- [Exercise]: The answer is all of the data, repeated exactly.

===== Dataset =====

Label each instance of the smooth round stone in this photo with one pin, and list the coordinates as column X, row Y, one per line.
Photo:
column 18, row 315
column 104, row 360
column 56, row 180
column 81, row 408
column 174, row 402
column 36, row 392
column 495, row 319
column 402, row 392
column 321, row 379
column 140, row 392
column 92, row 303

=====

- [The completed task]:
Label each instance of the smooth round stone in this photo with one pin, and list the coordinates as column X, row Y, one per line.
Photo:
column 18, row 315
column 104, row 360
column 56, row 180
column 81, row 408
column 174, row 402
column 36, row 392
column 495, row 319
column 402, row 392
column 321, row 379
column 140, row 392
column 92, row 303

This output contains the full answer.